### Set of tasks
a) From the text on PD-L1 in peripheral blood lymphocytes, return the passage between the words "3. By itself." and "the flow cytometer.", inclusive.
b) In the text on PD-L1 in peripheral blood lymphocytes, what is the most that PDL1 can be used as on its own?
c) Extend the text on PD-L1 in peripheral blood lymphocytes, picking up after its final sentence.

1. I assume (in healthy people) that you don't want your PB lymphocytes to be easily activated.
2. A cancer patient is already in disarray and maybe the PB lymphocytes have been affected by the state of the individual. Less PDL1 in PB lymphocytes does not mean that they will be more activated towards cancer targets. They might not even recognize the cancer antigen and may be more towards other cofounding diseases/factors. Also... it depends on the cancer. So this difference might only exist between healthy individuals and whatever cancer patient group you are studying.
3. By itself. PDL1 cannot explain mechanism. At most, you can use it as a biomarker.
PD-L1 can be constitutively expressed in peripheral lymphocytes from healthy and cancer patients, some issues to consider are:
The panel you are using for analyzing PD-L1 expression and whether you included the corresponding flow cytometry controls.
The parameter you are using to evaluate PD-L1 expression (% or MFI)
If you are running paired samples from cancer and healthy subjects at the same time in the flow cytometer.

### Data extracts
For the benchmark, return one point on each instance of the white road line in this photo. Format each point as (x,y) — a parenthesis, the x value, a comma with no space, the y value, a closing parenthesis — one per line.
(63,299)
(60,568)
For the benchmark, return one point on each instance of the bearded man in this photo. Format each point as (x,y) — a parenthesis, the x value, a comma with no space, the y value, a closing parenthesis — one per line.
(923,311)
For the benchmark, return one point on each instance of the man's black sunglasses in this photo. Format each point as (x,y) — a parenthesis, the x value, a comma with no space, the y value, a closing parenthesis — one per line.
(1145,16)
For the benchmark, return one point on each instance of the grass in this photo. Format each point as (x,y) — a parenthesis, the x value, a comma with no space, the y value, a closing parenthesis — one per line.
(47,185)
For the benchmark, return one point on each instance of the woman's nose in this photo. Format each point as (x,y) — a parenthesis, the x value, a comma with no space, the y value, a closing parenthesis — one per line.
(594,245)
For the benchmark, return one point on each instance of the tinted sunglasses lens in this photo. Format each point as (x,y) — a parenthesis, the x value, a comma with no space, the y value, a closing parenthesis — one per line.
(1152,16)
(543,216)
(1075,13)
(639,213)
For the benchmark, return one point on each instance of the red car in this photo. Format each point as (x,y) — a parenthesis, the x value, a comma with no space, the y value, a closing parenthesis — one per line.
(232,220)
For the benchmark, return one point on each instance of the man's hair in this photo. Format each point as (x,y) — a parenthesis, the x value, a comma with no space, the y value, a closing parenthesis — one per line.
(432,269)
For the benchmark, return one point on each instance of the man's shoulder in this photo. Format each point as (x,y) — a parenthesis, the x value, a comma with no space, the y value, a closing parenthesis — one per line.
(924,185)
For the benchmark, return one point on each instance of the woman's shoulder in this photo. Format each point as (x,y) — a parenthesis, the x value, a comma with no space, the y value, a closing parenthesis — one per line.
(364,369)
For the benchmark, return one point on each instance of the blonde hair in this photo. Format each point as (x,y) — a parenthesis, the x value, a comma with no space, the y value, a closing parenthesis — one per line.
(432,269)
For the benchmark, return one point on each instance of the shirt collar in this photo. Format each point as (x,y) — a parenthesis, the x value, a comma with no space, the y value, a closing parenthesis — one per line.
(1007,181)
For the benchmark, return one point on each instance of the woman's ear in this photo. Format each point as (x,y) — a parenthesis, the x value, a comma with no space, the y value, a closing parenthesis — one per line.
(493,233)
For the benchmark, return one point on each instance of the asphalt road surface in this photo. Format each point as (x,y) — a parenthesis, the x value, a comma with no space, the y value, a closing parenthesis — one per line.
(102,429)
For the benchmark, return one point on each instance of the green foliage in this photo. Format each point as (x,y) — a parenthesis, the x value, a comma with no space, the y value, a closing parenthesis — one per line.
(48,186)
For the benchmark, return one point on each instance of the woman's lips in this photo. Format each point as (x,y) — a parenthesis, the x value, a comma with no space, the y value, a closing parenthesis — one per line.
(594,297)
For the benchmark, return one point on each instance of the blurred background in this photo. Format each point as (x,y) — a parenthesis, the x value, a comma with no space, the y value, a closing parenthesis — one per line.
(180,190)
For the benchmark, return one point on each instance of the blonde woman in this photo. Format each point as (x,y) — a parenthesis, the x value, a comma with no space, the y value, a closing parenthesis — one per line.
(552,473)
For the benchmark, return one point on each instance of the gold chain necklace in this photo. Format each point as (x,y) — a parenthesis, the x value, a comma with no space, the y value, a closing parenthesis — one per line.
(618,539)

### Set of answers
a)
3. By itself. PDL1 cannot explain mechanism. At most, you can use it as a biomarker.
PD-L1 can be constitutively expressed in peripheral lymphocytes from healthy and cancer patients, some issues to consider are:
The panel you are using for analyzing PD-L1 expression and whether you included the corresponding flow cytometry controls.
The parameter you are using to evaluate PD-L1 expression (% or MFI)
If you are running paired samples from cancer and healthy subjects at the same time in the flow cytometer.

b) A biomarker.

c)
Is the distribution of lymphocytic populations similar between cancer and healthy donors? If there is a reduction in one particular population, this might account for a reduced expression of this molecule
Are you stimulating the cells to evaluate the expression of PD-L1? Some stimuli might be too aggressive for lymphocytes from cancer patients and cause cell death.
Controls (FMO) are performed and samples are running in paralel several times. No stimuli was used and we use percentage as expression parameter. Results in the cancer group is in line with previous publications and I agree that the only conclusion is that it could be used as a biomarker if results are confirmed.